__SUPPLIED RECORDS__:
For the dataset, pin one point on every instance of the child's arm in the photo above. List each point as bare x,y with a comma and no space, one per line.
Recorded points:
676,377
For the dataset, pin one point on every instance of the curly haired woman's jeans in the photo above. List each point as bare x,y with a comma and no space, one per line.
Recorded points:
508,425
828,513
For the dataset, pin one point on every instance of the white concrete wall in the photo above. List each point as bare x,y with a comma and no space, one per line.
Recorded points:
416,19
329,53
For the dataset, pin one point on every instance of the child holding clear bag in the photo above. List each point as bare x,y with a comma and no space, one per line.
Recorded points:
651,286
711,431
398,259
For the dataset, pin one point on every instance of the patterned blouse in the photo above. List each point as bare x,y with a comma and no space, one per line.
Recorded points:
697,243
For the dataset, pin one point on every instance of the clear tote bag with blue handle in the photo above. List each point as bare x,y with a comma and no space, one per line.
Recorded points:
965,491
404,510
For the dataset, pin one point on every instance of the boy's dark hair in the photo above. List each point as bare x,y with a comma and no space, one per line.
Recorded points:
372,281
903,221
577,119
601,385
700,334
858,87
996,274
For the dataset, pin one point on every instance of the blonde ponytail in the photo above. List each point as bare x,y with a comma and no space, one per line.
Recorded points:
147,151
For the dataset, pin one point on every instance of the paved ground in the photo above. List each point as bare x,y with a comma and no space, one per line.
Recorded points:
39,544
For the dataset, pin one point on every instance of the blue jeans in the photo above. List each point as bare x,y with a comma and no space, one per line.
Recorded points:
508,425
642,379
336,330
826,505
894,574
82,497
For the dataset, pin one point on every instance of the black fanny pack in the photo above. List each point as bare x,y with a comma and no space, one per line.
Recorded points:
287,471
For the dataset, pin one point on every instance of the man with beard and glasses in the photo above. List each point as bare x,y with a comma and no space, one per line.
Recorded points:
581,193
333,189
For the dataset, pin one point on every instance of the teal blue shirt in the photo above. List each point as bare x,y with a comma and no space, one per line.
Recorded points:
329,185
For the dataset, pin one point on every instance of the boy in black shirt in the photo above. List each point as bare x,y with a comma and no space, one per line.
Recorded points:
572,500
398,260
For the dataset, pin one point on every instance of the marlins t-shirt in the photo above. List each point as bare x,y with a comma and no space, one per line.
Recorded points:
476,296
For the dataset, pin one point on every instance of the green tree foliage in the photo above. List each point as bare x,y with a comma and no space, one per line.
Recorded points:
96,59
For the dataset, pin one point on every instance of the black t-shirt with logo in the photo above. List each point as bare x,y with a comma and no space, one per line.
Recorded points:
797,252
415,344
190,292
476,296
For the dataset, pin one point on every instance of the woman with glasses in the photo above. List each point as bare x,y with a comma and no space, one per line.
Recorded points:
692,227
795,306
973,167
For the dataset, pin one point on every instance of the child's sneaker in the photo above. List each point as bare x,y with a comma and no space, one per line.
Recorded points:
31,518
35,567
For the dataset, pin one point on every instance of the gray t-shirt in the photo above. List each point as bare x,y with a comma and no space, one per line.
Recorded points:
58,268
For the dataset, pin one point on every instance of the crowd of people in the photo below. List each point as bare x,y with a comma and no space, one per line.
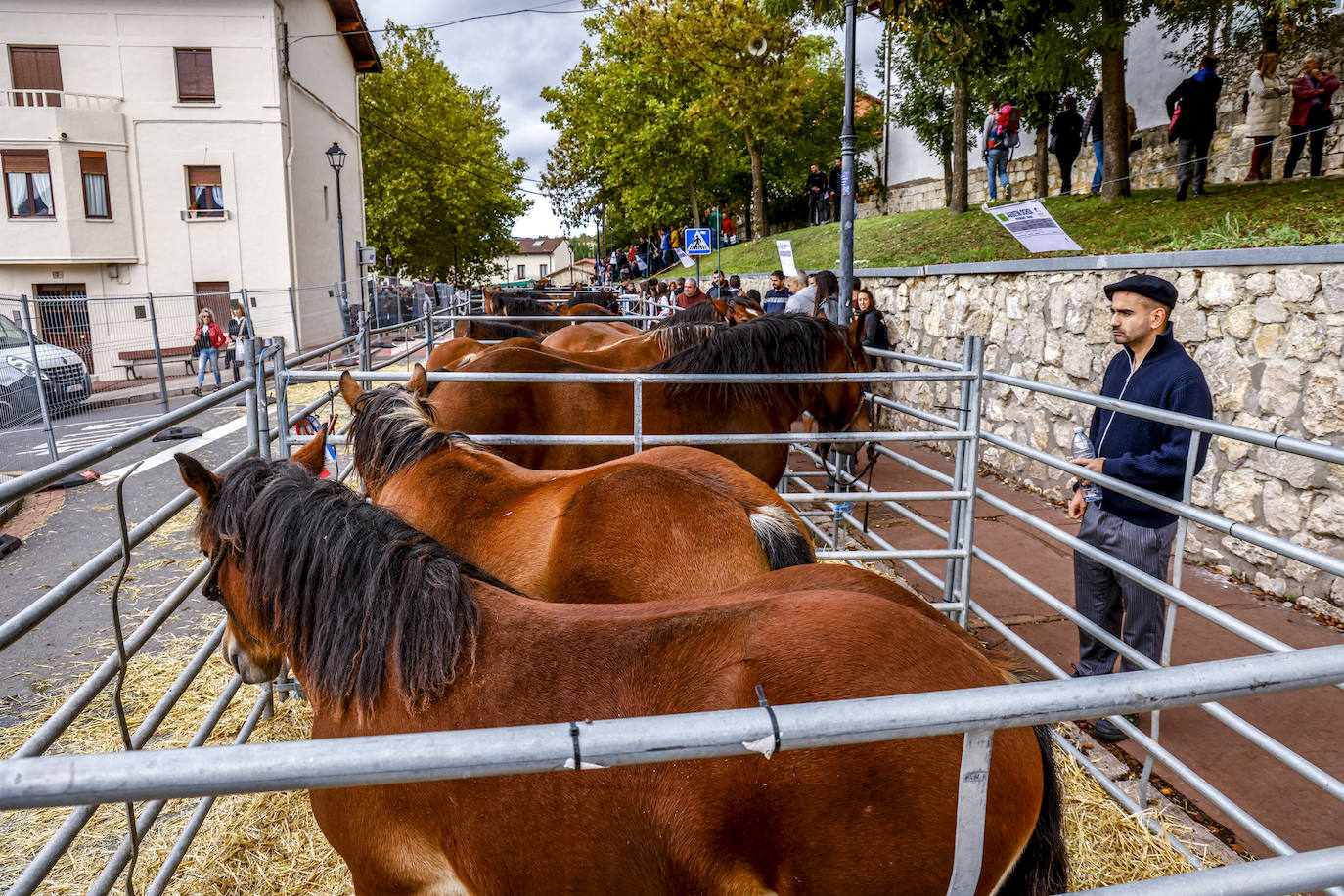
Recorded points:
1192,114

__WRITTEN TASK__: Output the records above as a two-column CSV with the header row "instruction" and "points", one row per record, starting at the record whose line contains "the man with" and ending at the last record. Put each field in double quotes, turn any line breaks inside a field into spaces, and leave out the pictures.

__THE RESULT__:
instruction,points
"For the dataset, pin one point on every instance of the man with beard and glasses in the photo above. List each point as bare x,y with a comma and no space, one per line. Recorded points:","581,193 333,189"
"For the dataset, pin one point on every instance of the teal blue shirt in the photo above. List each point as bare x,y with a comma and no space, one per line. Recorded points:","329,185"
"For the dataset, pin one point on every instance of the boy in black shirt in the photo above. List each point as bare x,y with a comma and no space, one per line. Recorded points:","572,500 398,260"
"For the dataset, pin one point on every instance of the marlins t-shirt in the photo above. List each point as bare x,y with a comma and no space, one per line. Recorded points:","476,296"
"For the dataset, pin one point on every instance of the green tree foliage in the photo above. List each point as bare x,y with a comma and no space, one per line. Recorded points:","96,59"
"For the dataset, pin one point on every instance of the black t-shirt with logo in the photo above. List each point as bare x,y with a comma and no space, one per line. Recorded points:","797,252 415,344 190,292 476,296"
"For the dataset, pin one point on every instance of the woman with glasses in the photo above. List each point as bare x,y with a comma and no space, one per line. Recorded points:","692,227 795,306 973,167"
"For the dataset, pin one point on every instance of the child's sneaker in the photo above. List each point as bare x,y with a comma and no space, one per line. Recorded points:","31,518 35,567"
"For the dataset, pin one point on every instance of the gray t-shirt in the photo above. List each point as bare x,y with a comma and no space, one per line. Recorded points:","58,268"
"For the dataset, pin one point on every instance of the crowd of people in the photo below. List each point as bare x,y with a comma and no space, one per line. Recorded points:","1192,114"